Give back every entry, copied exactly.
[[ DATA FOR PROCESSING, beginning ]]
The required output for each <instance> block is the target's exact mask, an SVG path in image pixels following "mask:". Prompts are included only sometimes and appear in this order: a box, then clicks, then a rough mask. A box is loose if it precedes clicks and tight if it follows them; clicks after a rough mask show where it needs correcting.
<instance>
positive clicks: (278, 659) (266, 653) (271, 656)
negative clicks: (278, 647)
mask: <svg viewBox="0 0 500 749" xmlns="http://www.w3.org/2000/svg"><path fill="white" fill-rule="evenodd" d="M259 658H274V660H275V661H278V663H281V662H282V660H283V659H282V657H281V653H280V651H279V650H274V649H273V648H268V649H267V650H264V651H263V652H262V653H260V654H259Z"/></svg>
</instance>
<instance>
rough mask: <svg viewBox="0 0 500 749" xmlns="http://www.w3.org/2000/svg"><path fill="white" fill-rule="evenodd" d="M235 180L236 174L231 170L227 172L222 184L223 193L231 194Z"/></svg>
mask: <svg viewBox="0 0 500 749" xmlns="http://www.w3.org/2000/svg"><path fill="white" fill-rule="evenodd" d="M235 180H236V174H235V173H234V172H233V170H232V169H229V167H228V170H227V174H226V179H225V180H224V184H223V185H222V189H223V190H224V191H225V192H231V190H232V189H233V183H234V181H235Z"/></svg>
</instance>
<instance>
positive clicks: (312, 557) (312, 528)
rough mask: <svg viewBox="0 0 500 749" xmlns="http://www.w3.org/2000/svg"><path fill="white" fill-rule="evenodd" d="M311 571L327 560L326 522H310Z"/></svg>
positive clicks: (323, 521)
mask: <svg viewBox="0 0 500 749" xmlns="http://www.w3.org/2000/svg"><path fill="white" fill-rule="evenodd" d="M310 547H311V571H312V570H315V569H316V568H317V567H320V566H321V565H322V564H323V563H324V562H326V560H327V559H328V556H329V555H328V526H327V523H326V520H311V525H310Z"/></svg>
[[ DATA FOR PROCESSING, end ]]
- _ANSWER FOR THE TASK_:
The required output for each <instance> block is the target's exact mask, an SVG path in image pixels following "mask:". Prompts are included only sometimes and appear in this order: a box, then clicks, then a rough mask. A box is loose if it precedes clicks and tight if it follows them; clicks after a rough mask show where it needs correcting.
<instance>
positive clicks: (278, 659) (266, 653) (271, 656)
negative clicks: (278, 647)
mask: <svg viewBox="0 0 500 749" xmlns="http://www.w3.org/2000/svg"><path fill="white" fill-rule="evenodd" d="M259 658H274V660H275V661H278V663H281V662H282V660H283V659H282V657H281V653H280V651H279V650H274V649H273V648H268V649H267V650H264V651H263V652H262V653H260V654H259Z"/></svg>
</instance>
<instance>
rough mask: <svg viewBox="0 0 500 749" xmlns="http://www.w3.org/2000/svg"><path fill="white" fill-rule="evenodd" d="M235 180L236 174L231 170L227 172L222 184L223 193L231 194Z"/></svg>
mask: <svg viewBox="0 0 500 749" xmlns="http://www.w3.org/2000/svg"><path fill="white" fill-rule="evenodd" d="M235 180H236V174H235V173H234V172H233V170H232V169H229V167H228V170H227V174H226V179H225V180H224V184H223V185H222V189H223V190H224V191H225V192H231V190H232V189H233V183H234V181H235Z"/></svg>
</instance>
<instance>
positive clicks: (312, 557) (312, 528)
rough mask: <svg viewBox="0 0 500 749" xmlns="http://www.w3.org/2000/svg"><path fill="white" fill-rule="evenodd" d="M311 571L327 560L326 522H310Z"/></svg>
positive clicks: (323, 521)
mask: <svg viewBox="0 0 500 749" xmlns="http://www.w3.org/2000/svg"><path fill="white" fill-rule="evenodd" d="M310 547H311V571H312V570H315V569H316V568H317V567H320V566H321V565H322V564H323V563H324V562H326V560H327V559H328V556H329V555H328V526H327V523H326V520H311V525H310Z"/></svg>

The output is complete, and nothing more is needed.